Metamath Proof Explorer


Theorem 0subcat

Description: For any category C , the empty set is a (full) subcategory of C , see example 4.3(1.a) in Adamek p. 48. (Contributed by AV, 23-Apr-2020)

Ref Expression
Assertion 0subcat
|- ( C e. Cat -> (/) e. ( Subcat ` C ) )

Proof

Step Hyp Ref Expression
1 0ssc
 |-  ( C e. Cat -> (/) C_cat ( Homf ` C ) )
2 ral0
 |-  A. x e. (/) ( ( ( Id ` C ) ` x ) e. ( x (/) x ) /\ A. y e. (/) A. z e. (/) A. f e. ( x (/) y ) A. g e. ( y (/) z ) ( g ( <. x , y >. ( comp ` C ) z ) f ) e. ( x (/) z ) )

# [MATERIAL]
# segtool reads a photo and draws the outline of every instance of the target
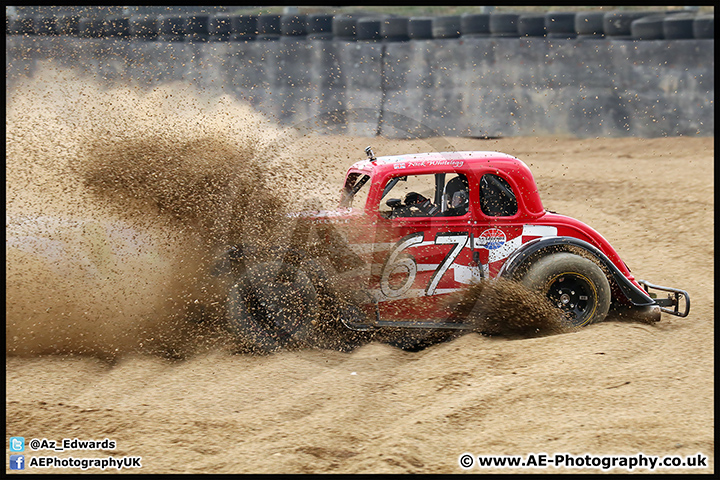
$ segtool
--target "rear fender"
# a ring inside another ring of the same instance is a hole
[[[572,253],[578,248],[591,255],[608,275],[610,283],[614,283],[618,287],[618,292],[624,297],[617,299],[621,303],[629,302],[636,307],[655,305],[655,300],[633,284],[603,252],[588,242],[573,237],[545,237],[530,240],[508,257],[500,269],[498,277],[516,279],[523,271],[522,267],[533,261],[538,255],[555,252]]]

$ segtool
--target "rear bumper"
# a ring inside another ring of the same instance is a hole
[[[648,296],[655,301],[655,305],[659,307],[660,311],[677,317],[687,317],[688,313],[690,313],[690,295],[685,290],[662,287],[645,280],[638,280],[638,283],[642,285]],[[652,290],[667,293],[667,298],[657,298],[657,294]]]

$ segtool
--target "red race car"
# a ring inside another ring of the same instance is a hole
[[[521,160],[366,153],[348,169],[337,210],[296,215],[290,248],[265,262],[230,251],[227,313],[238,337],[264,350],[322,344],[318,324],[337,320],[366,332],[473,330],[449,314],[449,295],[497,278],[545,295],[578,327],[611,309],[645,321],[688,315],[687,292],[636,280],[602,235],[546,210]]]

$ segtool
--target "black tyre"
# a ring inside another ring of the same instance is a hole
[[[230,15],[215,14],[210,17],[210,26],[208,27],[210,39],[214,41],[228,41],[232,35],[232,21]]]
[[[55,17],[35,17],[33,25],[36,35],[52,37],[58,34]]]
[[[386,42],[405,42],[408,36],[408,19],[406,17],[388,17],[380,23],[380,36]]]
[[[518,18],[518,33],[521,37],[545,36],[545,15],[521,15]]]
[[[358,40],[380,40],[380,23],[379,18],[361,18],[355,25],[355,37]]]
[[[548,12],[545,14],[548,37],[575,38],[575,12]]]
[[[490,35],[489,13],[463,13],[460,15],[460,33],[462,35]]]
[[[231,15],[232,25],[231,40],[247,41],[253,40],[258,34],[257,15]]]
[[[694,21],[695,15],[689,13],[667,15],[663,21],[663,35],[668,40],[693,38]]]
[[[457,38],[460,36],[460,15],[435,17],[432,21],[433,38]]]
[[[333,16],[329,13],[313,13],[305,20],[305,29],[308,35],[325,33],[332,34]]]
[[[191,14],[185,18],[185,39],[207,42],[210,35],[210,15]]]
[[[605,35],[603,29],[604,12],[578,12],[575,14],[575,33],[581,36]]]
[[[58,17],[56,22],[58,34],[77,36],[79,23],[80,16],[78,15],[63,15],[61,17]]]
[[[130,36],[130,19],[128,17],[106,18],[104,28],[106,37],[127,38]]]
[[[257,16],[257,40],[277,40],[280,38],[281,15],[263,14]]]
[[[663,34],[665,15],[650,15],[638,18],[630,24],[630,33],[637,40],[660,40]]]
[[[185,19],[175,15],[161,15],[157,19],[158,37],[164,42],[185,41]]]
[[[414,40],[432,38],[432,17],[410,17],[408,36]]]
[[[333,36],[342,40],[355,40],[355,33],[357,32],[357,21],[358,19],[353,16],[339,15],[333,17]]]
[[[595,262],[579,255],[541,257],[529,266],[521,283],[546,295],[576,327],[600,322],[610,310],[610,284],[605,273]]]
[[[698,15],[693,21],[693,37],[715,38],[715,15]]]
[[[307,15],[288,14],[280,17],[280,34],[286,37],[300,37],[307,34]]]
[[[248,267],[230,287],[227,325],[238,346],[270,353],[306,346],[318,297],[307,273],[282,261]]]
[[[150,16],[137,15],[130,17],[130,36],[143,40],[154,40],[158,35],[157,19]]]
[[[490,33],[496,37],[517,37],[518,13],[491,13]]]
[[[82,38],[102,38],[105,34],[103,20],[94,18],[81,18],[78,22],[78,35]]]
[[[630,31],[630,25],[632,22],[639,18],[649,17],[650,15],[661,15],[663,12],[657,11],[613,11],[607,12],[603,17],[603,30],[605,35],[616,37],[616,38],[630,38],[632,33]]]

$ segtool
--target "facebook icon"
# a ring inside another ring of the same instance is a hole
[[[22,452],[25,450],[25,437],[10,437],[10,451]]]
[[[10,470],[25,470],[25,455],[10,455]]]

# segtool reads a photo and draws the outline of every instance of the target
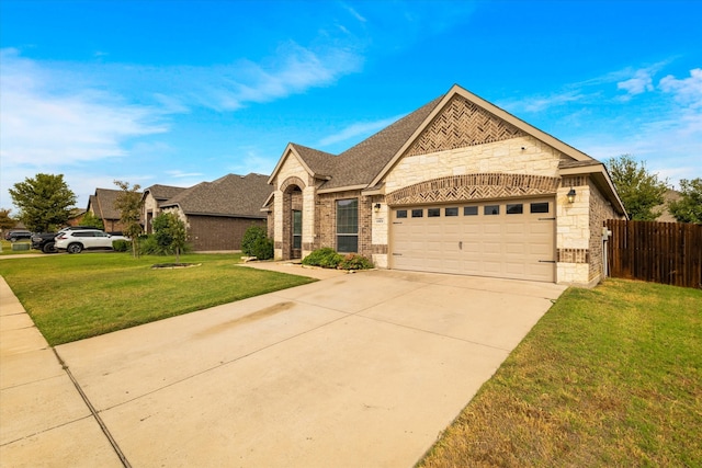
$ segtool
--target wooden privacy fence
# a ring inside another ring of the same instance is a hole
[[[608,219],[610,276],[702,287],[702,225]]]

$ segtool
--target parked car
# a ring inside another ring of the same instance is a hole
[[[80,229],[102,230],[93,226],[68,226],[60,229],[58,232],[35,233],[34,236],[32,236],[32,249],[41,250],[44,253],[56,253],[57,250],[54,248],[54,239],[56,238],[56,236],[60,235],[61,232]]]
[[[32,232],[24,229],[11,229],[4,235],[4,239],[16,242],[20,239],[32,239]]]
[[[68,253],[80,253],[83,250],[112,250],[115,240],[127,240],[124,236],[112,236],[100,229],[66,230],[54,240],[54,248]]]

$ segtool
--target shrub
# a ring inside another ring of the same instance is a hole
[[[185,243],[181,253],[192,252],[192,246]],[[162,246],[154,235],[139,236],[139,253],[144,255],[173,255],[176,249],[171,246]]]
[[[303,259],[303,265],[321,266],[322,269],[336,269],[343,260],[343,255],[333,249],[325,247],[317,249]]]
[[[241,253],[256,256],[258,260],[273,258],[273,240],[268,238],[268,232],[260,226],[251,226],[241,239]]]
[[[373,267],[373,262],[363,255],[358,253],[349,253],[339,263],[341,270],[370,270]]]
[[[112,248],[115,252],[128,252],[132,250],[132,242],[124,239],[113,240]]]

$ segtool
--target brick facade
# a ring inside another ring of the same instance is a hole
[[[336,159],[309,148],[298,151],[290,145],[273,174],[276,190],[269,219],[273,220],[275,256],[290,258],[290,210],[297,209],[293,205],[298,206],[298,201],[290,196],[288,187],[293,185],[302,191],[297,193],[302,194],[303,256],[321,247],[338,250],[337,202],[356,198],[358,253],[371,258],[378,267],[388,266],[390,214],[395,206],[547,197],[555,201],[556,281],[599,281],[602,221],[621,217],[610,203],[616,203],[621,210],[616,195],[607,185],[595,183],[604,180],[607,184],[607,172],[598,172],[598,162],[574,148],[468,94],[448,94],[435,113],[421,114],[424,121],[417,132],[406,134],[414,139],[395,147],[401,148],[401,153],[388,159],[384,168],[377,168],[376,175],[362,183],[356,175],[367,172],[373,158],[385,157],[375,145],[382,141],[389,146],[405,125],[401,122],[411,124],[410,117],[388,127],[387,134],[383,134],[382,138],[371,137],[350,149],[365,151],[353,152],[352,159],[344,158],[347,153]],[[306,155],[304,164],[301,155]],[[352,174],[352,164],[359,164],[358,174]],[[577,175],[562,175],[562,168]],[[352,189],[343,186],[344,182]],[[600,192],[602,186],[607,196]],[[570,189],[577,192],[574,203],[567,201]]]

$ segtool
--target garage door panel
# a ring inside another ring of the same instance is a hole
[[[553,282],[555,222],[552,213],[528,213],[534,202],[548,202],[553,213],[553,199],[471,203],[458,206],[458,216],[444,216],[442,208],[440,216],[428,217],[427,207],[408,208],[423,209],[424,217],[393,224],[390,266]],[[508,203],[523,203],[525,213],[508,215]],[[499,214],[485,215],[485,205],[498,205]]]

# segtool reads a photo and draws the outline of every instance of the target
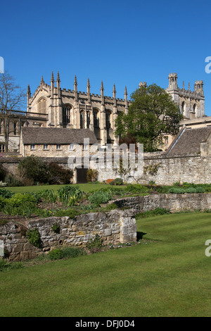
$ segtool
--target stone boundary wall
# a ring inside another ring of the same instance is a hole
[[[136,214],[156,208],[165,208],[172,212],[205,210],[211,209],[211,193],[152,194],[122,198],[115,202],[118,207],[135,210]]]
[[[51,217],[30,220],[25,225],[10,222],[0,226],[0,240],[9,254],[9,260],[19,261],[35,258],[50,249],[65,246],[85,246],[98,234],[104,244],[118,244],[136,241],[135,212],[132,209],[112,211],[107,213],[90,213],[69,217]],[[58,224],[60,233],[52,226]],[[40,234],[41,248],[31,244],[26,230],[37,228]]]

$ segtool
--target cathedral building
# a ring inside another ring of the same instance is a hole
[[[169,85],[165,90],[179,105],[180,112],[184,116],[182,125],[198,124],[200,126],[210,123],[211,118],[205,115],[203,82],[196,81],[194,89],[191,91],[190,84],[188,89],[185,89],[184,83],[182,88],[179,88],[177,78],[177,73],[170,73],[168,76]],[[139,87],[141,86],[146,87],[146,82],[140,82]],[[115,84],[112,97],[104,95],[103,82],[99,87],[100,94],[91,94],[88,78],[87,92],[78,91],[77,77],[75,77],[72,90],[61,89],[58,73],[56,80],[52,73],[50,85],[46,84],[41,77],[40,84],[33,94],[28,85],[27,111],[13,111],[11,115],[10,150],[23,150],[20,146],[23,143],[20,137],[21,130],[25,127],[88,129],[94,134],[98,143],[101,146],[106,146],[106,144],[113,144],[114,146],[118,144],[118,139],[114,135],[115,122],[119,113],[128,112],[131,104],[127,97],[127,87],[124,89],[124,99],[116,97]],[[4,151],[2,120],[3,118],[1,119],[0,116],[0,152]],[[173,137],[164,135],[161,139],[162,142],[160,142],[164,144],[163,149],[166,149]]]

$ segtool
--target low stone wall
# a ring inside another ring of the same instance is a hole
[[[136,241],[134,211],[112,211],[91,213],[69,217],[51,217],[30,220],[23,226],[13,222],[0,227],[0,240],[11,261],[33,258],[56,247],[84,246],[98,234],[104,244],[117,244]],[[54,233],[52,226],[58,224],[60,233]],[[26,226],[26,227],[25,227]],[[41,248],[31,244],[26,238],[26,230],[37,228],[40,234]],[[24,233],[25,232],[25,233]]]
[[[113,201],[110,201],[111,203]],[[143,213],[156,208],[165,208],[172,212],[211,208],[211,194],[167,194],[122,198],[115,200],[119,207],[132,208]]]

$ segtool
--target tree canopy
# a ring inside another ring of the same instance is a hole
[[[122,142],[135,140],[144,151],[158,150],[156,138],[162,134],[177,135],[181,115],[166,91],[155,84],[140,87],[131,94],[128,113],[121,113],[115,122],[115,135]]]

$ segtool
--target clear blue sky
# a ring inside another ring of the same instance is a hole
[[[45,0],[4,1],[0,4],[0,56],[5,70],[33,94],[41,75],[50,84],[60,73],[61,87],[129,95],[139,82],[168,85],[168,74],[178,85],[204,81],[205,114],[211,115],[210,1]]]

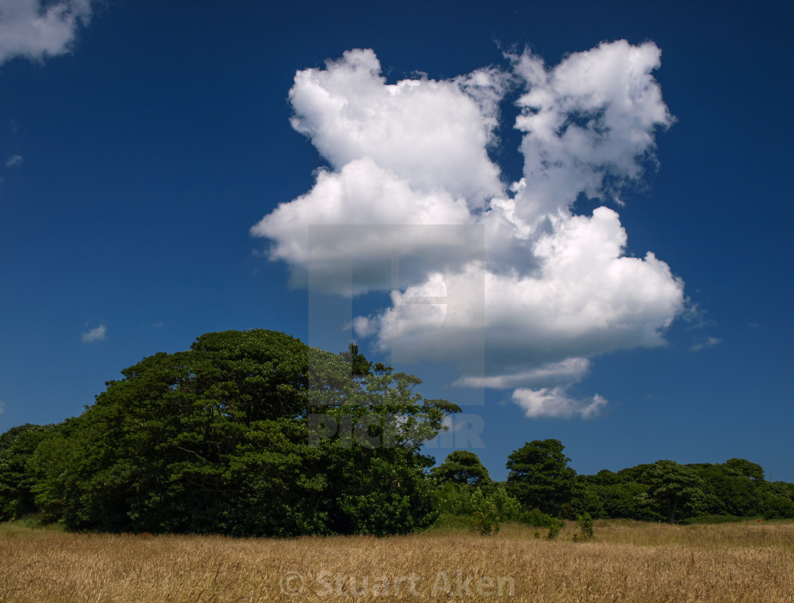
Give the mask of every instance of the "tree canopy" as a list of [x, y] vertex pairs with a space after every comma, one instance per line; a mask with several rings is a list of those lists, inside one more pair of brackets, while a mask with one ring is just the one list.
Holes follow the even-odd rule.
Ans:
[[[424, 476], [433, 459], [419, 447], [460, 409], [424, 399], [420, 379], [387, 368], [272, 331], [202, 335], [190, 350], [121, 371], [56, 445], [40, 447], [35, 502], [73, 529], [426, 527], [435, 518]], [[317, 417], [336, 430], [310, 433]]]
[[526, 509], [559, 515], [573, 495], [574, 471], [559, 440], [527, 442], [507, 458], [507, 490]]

# [STATED EXERCISE A]
On the page for theorem 0subcat, who contributed the theorem, and on what date?
# [STATED EXERCISE B]
Write the continuation of the Metamath page on theorem 0subcat, picking up after its last proof line.

# [TASK RESULT A]
AV contributed it on 23-Apr-2020.

# [TASK RESULT B]
3 2 a1i
 |-  ( C e. Cat -> A. x e. (/) ( ( ( Id ` C ) ` x ) e. ( x (/) x ) /\ A. y e. (/) A. z e. (/) A. f e. ( x (/) y ) A. g e. ( y (/) z ) ( g ( <. x , y >. ( comp ` C ) z ) f ) e. ( x (/) z ) ) )
4 eqid
 |-  ( Homf ` C ) = ( Homf ` C )
5 eqid
 |-  ( Id ` C ) = ( Id ` C )
6 eqid
 |-  ( comp ` C ) = ( comp ` C )
7 id
 |-  ( C e. Cat -> C e. Cat )
8 f0
 |-  (/) : (/) --> (/)
9 ffn
 |-  ( (/) : (/) --> (/) -> (/) Fn (/) )
10 8 9 ax-mp
 |-  (/) Fn (/)
11 0xp
 |-  ( (/) X. (/) ) = (/)
12 11 fneq2i
 |-  ( (/) Fn ( (/) X. (/) ) <-> (/) Fn (/) )
13 10 12 mpbir
 |-  (/) Fn ( (/) X. (/) )
14 13 a1i
 |-  ( C e. Cat -> (/) Fn ( (/) X. (/) ) )
15 4 5 6 7 14 issubc2
 |-  ( C e. Cat -> ( (/) e. ( Subcat ` C ) <-> ( (/) C_cat ( Homf ` C ) /\ A. x e. (/) ( ( ( Id ` C ) ` x ) e. ( x (/) x ) /\ A. y e. (/) A. z e. (/) A. f e. ( x (/) y ) A. g e. ( y (/) z ) ( g ( <. x , y >. ( comp ` C ) z ) f ) e. ( x (/) z ) ) ) ) )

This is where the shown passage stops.